Thomas Meinel, MD
@TotoMynell

European Stroke Organisation Conference
September 1–3, 2021

The first part of the symposium was the awards ceremony for the presidential awards for 2021 and 2020 for exceptional late-stage researchers. The awardees were Professor Michael Brainin, past ESO and WSO president and founder of the ESO European Stroke Master programme, followed by Professor Bo Norrving, editor-in-chief of the European Stroke Journal, ESO founding member, past WSO president, and past ESO vice-president. Both were honored for their outstanding contributions to both stroke research and development of the ESO.

Next up were the awardees of the Scientific Excellence Award of 2021 and 2020. The first awardee was Professor Georgios Tsivgoulis, the vice-president of ESO. He not only contributed significantly to the recent guidelines on intravenous thrombolysis and blood pressure management, but he also has an impressive scientific track record with a special focus on evidence synthesis. The second awardee was Professor Urs Fischer, the former ESO secretary general. He is the principal investigator of several multicenter international trials answering burning questions of present stroke care with important results presented at this conference. Both awardees pointed out that clinical research is a team effort and dedicated their award to the study teams, collaborators, and PhD students.

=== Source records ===

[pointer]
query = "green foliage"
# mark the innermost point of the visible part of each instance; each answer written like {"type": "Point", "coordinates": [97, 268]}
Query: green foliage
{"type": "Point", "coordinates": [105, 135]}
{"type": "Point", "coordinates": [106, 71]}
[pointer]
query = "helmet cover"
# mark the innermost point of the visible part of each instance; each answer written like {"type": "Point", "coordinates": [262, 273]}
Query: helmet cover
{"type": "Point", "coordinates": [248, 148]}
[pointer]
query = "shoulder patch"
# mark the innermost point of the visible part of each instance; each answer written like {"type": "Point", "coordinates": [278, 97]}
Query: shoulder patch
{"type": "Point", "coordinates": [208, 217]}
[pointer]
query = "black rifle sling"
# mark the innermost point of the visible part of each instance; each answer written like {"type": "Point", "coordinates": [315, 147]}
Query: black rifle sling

=== Tasks for this exercise ===
[a] Condense the paragraph of the conference report that begins "The first part of the symposium" into a short bulleted list, keeping its main facts.
[b] Echo everything in the conference report from "European Stroke Organisation" down to "of the ESO.", word for word.

=== Expected responses ===
[a]
- The symposium opened with the awards ceremony for the 2021 and 2020 presidential awards for exceptional late-stage researchers.
- Awardee: Professor Michael Brainin, past ESO and WSO president and founder of the ESO European Stroke Master programme.
- Awardee: Professor Bo Norrving, editor-in-chief of the European Stroke Journal, ESO founding member, past WSO president and past ESO vice-president.
- Both were honored for outstanding contributions to stroke research and to the development of the ESO.

[b]
European Stroke Organisation Conference
September 1–3, 2021

The first part of the symposium was the awards ceremony for the presidential awards for 2021 and 2020 for exceptional late-stage researchers. The awardees were Professor Michael Brainin, past ESO and WSO president and founder of the ESO European Stroke Master programme, followed by Professor Bo Norrving, editor-in-chief of the European Stroke Journal, ESO founding member, past WSO president, and past ESO vice-president. Both were honored for their outstanding contributions to both stroke research and development of the ESO.